■ WHAT TO PRODUCE:
Write out all of the entries exactly as given.

■ MATERIAL TO PROCESS:
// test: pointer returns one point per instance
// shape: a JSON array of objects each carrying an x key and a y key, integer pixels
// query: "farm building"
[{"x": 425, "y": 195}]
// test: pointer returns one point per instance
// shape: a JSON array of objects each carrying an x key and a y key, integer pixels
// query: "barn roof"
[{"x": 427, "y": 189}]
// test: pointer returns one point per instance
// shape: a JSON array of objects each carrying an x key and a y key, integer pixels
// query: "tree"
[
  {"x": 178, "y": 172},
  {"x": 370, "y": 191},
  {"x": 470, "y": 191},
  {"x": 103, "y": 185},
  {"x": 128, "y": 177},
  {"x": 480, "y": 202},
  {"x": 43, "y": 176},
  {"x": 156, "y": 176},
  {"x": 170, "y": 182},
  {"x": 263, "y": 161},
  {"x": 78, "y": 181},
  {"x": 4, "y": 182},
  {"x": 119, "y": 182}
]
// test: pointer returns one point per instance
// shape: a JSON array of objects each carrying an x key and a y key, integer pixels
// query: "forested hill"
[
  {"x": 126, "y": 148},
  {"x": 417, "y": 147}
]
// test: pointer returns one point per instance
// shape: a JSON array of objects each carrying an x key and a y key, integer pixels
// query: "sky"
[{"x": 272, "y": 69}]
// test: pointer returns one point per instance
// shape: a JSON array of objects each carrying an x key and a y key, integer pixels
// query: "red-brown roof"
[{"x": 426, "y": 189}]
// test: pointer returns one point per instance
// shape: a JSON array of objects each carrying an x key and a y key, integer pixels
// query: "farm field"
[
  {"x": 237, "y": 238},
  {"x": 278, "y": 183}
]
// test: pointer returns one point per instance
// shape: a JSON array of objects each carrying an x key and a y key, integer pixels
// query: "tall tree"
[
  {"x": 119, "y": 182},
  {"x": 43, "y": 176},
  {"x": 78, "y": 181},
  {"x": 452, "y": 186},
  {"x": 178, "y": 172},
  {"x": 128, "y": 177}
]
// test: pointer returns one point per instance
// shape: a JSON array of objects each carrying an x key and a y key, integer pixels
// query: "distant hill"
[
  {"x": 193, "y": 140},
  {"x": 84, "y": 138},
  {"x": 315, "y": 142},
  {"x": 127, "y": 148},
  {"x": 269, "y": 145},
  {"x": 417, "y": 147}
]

■ OUTPUT OF THE TASK:
// test: pointer returns one point per instance
// shape: a JSON array of objects each carrying an x key and a y key, integer pixels
// query: "farm building"
[{"x": 425, "y": 195}]
// test: pointer returns one point per instance
// shape: a JSON array of objects each carrying an x key and a y key, integer pixels
// query: "barn roof"
[{"x": 427, "y": 189}]
// test: pointer returns one point per instance
// shape: a JSON array of objects each carrying an x key and a y key, integer pixels
// query: "tree"
[
  {"x": 178, "y": 172},
  {"x": 370, "y": 191},
  {"x": 470, "y": 191},
  {"x": 103, "y": 185},
  {"x": 128, "y": 177},
  {"x": 480, "y": 202},
  {"x": 43, "y": 176},
  {"x": 156, "y": 176},
  {"x": 170, "y": 182},
  {"x": 263, "y": 161},
  {"x": 78, "y": 181},
  {"x": 4, "y": 182},
  {"x": 119, "y": 182}
]
// test: pointer returns one point per instance
// shape: a JSON array of objects each carrying an x key and a y key, integer pixels
// query: "forested hill"
[
  {"x": 126, "y": 148},
  {"x": 417, "y": 147}
]
// test: pointer returns one point per instance
// shape: a JSON array of objects each carrying an x key and a y key, integer pixels
// query: "sky"
[{"x": 272, "y": 69}]
// test: pointer returns one point per instance
// shape: a JSON array of objects each carrying an x key and a y key, integer pixels
// query: "red-brown roof"
[{"x": 426, "y": 189}]
// test: pointer returns one point per instance
// shape: a JSON array of objects each carrying an x key and a y key, integer pixels
// query: "farm field"
[
  {"x": 237, "y": 238},
  {"x": 278, "y": 183}
]
// test: pointer returns one point per instance
// shape: a JSON array of objects each carrying an x key and a y key, integer pixels
// query: "tall tree"
[
  {"x": 119, "y": 182},
  {"x": 43, "y": 176},
  {"x": 78, "y": 181},
  {"x": 452, "y": 186},
  {"x": 178, "y": 172},
  {"x": 128, "y": 177}
]
// test: pointer returns one point per instance
// shape: a JSON array of objects each carrying an x key and a y key, integer pixels
// query: "distant hill"
[
  {"x": 193, "y": 140},
  {"x": 84, "y": 138},
  {"x": 315, "y": 142},
  {"x": 127, "y": 148},
  {"x": 269, "y": 145},
  {"x": 417, "y": 147}
]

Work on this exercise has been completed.